Count the lines in the entries that follow that contain the string "below", matching case exactly, and give only that number.

## [Stored records]
★ ★ ★ ★ ★ ★ ★
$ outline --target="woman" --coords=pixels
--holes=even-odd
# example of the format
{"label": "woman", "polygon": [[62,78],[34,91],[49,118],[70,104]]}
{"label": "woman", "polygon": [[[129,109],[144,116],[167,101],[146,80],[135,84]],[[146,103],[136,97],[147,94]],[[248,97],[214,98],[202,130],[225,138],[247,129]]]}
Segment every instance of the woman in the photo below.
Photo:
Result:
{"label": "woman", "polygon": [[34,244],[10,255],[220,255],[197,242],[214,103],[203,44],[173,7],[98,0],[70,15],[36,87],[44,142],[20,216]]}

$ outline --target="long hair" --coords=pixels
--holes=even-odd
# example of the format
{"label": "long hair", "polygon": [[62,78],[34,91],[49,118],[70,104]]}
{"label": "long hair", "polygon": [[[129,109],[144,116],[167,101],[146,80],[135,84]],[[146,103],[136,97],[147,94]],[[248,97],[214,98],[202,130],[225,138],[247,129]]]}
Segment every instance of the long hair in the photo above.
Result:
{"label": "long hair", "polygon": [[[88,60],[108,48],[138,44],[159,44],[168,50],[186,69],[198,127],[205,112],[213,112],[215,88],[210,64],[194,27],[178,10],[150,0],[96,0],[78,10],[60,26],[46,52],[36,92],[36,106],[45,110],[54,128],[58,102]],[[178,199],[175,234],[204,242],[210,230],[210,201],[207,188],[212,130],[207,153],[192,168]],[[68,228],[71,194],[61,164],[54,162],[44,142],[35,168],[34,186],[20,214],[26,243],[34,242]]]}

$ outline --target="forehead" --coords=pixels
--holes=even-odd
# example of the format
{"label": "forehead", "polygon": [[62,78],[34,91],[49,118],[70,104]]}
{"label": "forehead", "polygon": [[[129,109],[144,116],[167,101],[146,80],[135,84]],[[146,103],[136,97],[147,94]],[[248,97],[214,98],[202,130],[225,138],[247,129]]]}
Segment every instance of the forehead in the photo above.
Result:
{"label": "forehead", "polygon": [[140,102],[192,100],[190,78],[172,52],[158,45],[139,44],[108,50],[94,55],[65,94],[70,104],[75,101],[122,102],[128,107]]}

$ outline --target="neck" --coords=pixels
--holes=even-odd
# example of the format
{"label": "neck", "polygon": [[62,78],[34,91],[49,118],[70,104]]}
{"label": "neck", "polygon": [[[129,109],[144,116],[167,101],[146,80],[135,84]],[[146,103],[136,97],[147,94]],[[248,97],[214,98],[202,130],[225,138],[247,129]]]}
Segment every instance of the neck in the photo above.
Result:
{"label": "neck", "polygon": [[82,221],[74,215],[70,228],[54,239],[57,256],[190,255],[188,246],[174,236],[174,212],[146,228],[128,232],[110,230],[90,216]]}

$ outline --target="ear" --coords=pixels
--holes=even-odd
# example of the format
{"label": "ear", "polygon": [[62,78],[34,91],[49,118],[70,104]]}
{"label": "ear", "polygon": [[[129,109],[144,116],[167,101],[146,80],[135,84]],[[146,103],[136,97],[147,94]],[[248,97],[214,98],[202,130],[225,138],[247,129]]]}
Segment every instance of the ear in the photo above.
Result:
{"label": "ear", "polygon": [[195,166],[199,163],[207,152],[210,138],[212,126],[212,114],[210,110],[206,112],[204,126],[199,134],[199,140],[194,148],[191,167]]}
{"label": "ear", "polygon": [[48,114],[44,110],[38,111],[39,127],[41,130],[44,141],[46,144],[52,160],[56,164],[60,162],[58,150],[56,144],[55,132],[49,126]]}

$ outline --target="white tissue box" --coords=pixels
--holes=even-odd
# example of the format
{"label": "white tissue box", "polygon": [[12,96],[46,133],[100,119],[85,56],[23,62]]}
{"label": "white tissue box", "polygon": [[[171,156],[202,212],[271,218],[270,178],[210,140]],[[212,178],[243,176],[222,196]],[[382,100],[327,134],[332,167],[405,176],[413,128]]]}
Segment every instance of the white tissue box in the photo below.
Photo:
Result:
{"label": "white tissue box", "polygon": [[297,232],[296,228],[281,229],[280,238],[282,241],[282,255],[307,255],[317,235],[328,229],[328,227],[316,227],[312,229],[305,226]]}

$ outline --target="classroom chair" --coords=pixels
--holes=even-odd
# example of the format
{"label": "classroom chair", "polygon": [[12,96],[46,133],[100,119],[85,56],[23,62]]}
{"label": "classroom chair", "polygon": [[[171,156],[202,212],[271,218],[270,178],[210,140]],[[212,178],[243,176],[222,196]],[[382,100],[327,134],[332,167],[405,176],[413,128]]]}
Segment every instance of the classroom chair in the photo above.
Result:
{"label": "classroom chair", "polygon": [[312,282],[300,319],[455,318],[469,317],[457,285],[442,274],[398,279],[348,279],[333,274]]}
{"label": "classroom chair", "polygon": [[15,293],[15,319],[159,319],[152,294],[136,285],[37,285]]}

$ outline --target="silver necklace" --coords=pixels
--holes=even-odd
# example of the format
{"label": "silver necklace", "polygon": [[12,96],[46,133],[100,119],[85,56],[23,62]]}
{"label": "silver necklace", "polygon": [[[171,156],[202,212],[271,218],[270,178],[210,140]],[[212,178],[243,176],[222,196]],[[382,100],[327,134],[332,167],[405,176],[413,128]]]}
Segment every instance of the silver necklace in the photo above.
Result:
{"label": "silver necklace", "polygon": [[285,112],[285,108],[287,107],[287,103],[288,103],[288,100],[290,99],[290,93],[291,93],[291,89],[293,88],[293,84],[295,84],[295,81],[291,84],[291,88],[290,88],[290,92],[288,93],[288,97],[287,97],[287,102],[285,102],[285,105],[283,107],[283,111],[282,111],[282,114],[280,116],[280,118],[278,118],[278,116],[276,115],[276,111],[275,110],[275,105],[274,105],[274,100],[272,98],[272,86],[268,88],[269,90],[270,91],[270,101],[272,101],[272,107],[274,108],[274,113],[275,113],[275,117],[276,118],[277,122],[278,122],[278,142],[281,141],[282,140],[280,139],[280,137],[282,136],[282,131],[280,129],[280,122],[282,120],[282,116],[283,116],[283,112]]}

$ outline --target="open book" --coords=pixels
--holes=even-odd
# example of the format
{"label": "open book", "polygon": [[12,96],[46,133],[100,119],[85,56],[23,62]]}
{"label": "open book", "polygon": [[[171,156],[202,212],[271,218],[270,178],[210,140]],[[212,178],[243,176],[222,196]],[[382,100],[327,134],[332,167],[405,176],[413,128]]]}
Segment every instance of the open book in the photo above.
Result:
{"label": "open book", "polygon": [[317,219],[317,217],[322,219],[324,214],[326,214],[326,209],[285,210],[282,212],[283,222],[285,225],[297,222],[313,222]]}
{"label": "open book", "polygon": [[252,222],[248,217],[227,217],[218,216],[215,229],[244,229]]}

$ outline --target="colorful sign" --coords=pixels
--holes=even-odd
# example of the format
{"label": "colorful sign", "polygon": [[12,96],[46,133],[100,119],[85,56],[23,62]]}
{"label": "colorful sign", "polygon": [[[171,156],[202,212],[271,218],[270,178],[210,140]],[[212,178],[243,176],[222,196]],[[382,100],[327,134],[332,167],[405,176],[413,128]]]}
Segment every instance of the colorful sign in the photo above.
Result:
★ ★ ★ ★ ★ ★ ★
## [Answer to the task]
2